(EXTRACT TO READ)
Monday, 26 August 2013

Downtown Sheerness on a misty day...Let's hear it for Sheerness!

There I was, coming out of the station with no idea where to go next. Thankfully, help was at hand in the form of a sign giving directions to the most important sights:

Two things:

Firstly, I'm a day tripper, a tourist. I have no need to use the local DSS Office, which, as an aside, is now referred to as "Jobcentre Plus". I will also arrive in the hope that a visit to the local police station won't be necessary. 

Secondly, and now listen up, whoever you are in charge or discharge of signage at the local authority, which presumably is Swale Borough Council: We are all aware of the various socio - economic problems that seem to cause issues on Sheppey, but is it really necessary to showcase them in this rather inept and completely avoidable fashion? Take a course in PR, marketing or tourism, but, above all, find a strategically superior position for the sign, you numpties! And Pronto!

Without further hesitation, I made my way to the seafront via Tesco's carpark. At this point, there was still a fair amount of sunshine and I arrived at the stretch closest to the Docks. I expected an avalanche of bank holiday tourists. I was prepared for the worst and more .....mobility scooters, but (surprise! surprise!) the seafront was pretty much deserted, in fact there were almost as many ships as people. Great, if you are into inline skating or power walking!

The mist by now covered the sky and the entire atmosphere around. No sight of Southend - on - Sea in the distance. It was high - tide and the sea was quite lively, as is usually the case on the Isle. Still, it was pleasant, warm, breezy, and yet I cannot recall ever witnessing as much mist as this on the coast, especially on a day in late August. Sheppey, the Misty (windy) Isle, you are an amateur photographer's worst nightmare...Perhaps, I should have adjusted the ISO? Who knows? 

Nonetheless, there were quite a few sights to behold. Nothing that could be described as overtly pretty. Sheppey is more of a destination for people who wish to remain grounded in some kind of reality. This could be the reality of naval history, industrial heritage (rather, its legacy) or the first - hand experience of the economic deprivation witnessed across seaside towns in Britain these days. In other words, it's a bit of a nerdy destination and that's what makes it chique in my book. 

Recession in Action!... because purely pretty is boring:

World War II Pillbox, Sheerness Seafront

These World War II pillboxes are located just next to Sheerness docks. Pillbox - enthusiasts will notice that the pillbox in the picture below on the left seems to have been camouflaged by giving it the appearance of a residential property.
(End EXTRACT TO READ)
TASK TO CARRY OUT.
Copy the Sheerness post from "These World War" to "a residential property.", swapping "residential property" for "private house". Work only from what the Sheerness post says.
(SUPPLIED ENTRIES)
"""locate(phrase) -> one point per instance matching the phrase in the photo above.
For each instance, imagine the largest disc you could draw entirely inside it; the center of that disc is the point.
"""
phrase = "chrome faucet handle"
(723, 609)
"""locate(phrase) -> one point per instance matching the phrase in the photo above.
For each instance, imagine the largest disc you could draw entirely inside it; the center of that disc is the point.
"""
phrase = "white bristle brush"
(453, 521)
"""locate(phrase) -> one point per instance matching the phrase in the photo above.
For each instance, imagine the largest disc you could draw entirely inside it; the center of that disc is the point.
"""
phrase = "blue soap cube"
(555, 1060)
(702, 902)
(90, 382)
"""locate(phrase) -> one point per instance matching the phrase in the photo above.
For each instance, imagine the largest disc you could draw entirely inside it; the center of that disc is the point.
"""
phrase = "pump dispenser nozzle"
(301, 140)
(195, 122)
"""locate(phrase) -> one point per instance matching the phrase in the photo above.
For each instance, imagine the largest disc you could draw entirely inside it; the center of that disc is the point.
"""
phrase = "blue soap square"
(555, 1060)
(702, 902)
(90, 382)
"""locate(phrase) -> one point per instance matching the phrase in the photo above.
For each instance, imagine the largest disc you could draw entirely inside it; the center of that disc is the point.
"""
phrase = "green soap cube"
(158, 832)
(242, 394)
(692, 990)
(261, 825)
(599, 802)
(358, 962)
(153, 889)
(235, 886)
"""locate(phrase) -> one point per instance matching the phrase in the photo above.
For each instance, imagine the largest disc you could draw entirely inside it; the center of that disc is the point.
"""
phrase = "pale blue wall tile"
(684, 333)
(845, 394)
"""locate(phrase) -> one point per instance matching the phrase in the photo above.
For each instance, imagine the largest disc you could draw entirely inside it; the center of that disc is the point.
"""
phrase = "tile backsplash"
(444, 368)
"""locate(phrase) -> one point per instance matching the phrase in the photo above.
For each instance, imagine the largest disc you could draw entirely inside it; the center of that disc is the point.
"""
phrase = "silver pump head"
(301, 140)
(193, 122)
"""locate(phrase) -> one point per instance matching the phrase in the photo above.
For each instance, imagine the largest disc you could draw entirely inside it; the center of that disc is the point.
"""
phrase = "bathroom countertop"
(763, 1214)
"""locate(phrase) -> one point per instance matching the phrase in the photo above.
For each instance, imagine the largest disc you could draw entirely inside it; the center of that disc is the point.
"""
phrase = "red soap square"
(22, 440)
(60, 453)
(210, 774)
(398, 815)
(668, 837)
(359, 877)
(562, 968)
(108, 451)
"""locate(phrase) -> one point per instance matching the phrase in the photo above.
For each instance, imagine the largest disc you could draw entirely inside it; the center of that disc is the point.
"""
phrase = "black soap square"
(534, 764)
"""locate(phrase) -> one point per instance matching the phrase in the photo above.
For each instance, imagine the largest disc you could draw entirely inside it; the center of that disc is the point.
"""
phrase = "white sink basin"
(End SUPPLIED ENTRIES)
ANSWER FOR THIS EXERCISE.
These World War II pillboxes are located just next to Sheerness docks. Pillbox - enthusiasts will notice that the pillbox in the picture below on the left seems to have been camouflaged by giving it the appearance of a private house.